— Start Extract —
There are–wrong– people who will argue that we can’t do much about the climate because it kinda sorta changes naturally and has always done so. It’s managing itself, far outside the control of one species. Any changes to this positively enormous life-sustaining atmosphere due solely to human activities couldn’t possibly hurt us.
Which begs the question, how in sweet deep fried Baby Jesus’ name were we blessed with this oxygen rich atmosphere in the first place? This rock wasn’t plunked into the great wide universe cooking show style, ready for us to enjoy without the requisite baking time. There have been three fairly distinct atmospheres, and it wasn’t until a long boogie through the third one that oxygen levels became consistently compatible with human life.
The Hadean Eon was so named because our newly birthed orb was hotter than Satan’s cheesed ballsack. It came with an early atmosphere composed of gasses from our almost-a-sun’s nebula, mainly hydrogen. Other than a smidge of zircon, there’s a whole lot of nothing solid left kicking around from the first half billion years of the planet. Even with our current capabilities, this presents quite a few difficulties in testing hypotheses about the era.
— End Extract —
— Start Records provided —
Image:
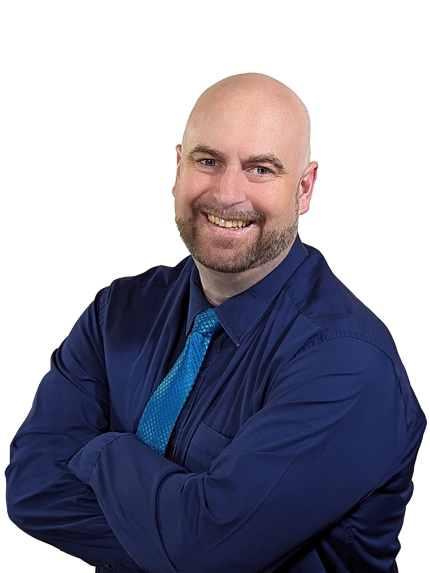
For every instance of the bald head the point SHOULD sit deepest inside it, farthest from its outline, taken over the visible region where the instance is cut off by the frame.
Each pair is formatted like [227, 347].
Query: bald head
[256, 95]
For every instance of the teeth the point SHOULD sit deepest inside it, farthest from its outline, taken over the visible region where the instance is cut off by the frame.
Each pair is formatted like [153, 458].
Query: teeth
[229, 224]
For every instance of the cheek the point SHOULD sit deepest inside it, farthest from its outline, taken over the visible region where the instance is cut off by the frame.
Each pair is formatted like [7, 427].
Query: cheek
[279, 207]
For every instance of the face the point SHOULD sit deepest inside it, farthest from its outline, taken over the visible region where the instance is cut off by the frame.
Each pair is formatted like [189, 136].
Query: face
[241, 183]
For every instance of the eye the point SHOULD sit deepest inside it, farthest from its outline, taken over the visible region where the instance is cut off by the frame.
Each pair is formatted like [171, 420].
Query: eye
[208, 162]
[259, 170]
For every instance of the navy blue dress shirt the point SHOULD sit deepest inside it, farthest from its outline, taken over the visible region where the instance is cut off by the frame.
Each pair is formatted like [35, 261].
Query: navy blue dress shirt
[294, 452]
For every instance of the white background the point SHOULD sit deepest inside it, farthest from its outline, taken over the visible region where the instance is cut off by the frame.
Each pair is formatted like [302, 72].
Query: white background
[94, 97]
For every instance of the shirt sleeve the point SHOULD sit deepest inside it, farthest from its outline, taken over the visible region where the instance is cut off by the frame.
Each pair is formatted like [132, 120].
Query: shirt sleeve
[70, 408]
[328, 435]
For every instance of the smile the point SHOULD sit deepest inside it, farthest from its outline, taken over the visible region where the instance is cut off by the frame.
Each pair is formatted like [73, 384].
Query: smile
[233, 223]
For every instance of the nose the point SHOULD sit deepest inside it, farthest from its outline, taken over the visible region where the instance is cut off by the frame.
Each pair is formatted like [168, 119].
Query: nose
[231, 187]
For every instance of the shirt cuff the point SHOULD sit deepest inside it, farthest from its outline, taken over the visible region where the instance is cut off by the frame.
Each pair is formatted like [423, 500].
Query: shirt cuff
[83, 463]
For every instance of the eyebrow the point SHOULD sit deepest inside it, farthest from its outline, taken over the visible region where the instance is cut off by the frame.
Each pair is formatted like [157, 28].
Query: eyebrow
— End Records provided —
#### Given problem 1:
From the passage about Earth's atmospheres, extract the part that opens with the words containing "There are–wrong– people" and closes with "with human life.".
#### Given problem 2:
Answer these questions from the passage about Earth's atmospheres:
(a) How many fairly distinct atmospheres has the planet had?
(b) What gas mainly made up the atmosphere during the Hadean Eon?
(c) What is the one solid thing named as remaining from the planet's first half billion years?
None of the records are needed here.

#### Right answer 1:
There are–wrong– people who will argue that we can’t do much about the climate because it kinda sorta changes naturally and has always done so. It’s managing itself, far outside the control of one species. Any changes to this positively enormous life-sustaining atmosphere due solely to human activities couldn’t possibly hurt us.
Which begs the question, how in sweet deep fried Baby Jesus’ name were we blessed with this oxygen rich atmosphere in the first place? This rock wasn’t plunked into the great wide universe cooking show style, ready for us to enjoy without the requisite baking time. There have been three fairly distinct atmospheres, and it wasn’t until a long boogie through the third one that oxygen levels became consistently compatible with human life.

#### Right answer 2:
(a) Three.
(b) Hydrogen.
(c) A smidge of zircon.